§ Task prompt: Translate into French this sentence from the news report on Malaysia's economy: "Some form of lockdown has been in place since May, though essential businesses have been allowed to operate."

§ Selected passage:

BEGIN

KUALA LUMPUR: Malaysia's central bank slashed its 2021 economic outlook due to a resurgence in COVID-19 infections and new lockdown measures, even as the economy grew more quickly than expected on an annual basis in the second quarter.
Malaysia's economy grew 16.1 per cent from a pandemic-induced slump a year ago, helped by an improvement in domestic demand and robust exports, and beating expectations for 14.3 per cent growth in a Reuters poll of economists.
But the central bank expected the economy to expand between 3 and 4 per cent in 2021, cutting its full-year forecast from the 6 to 7.5 per cent growth projected in March, Bank Negara Malaysia said in a statement.
"Malaysia's growth recovery is expected to broadly resume in the later part of the second half of 2021 and improve going into 2022," BNM Governor Nor Shamsiah Mohd Yunus said in the statement.
The expected reopening of the economy would support a gradual recovery in the fourth quarter this year, with higher global growth and sustained policy support providing a further lift to economic growth, the central bank said.
Malaysia has seen a resurgence of COVID-19 infections due to the Delta variant of the coronavirus, seeing record-high levels of cases and deaths in recent weeks.
On Thursday, it reported a record 21,668 new coronavirus cases that took the total tally to more than 1.34 million.
Some form of lockdown has been in place since May, though essential businesses have been allowed to operate.
The recovery in the second quarter comes after gross domestic product shrank 17.1 per cent a year earlier, the worst contraction in over two decades, as Malaysia introduced its first set of lockdowns to curb the spread of COVID-19 in 2020.

END

§ Data extract:

BEGIN

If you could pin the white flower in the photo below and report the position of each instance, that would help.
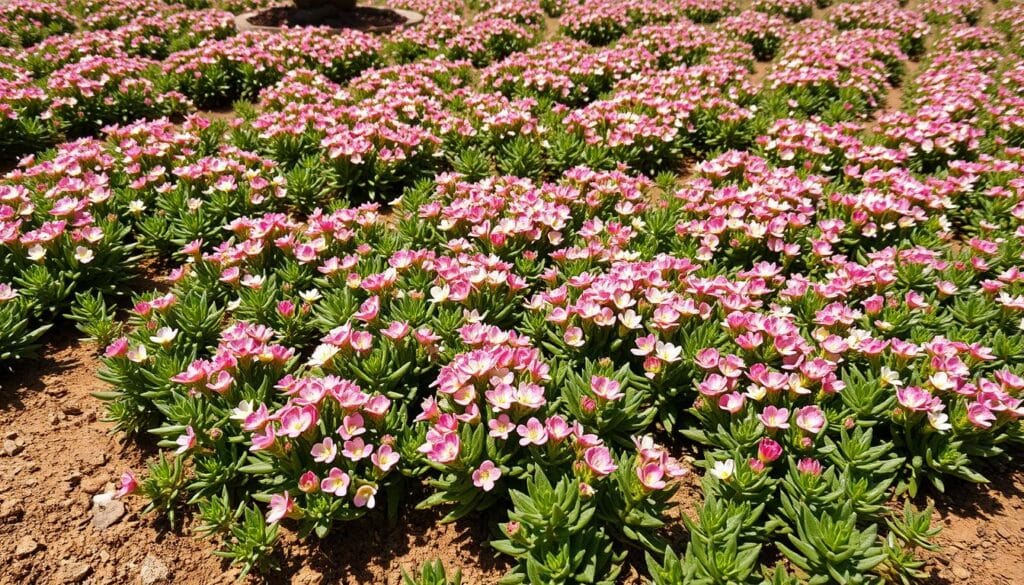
(84, 255)
(939, 421)
(37, 253)
(164, 335)
(724, 469)
(243, 411)
(138, 353)
(323, 354)
(889, 377)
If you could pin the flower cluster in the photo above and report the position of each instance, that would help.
(518, 267)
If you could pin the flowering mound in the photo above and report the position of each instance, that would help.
(538, 272)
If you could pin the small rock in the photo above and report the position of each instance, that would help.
(92, 485)
(11, 510)
(11, 448)
(75, 572)
(107, 511)
(97, 459)
(960, 572)
(26, 546)
(154, 571)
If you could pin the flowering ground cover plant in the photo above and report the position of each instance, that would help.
(537, 263)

END

§ Task solution: Une forme de confinement est en vigueur depuis mai, bien que les entreprises essentielles aient été autorisées à poursuivre leurs activités.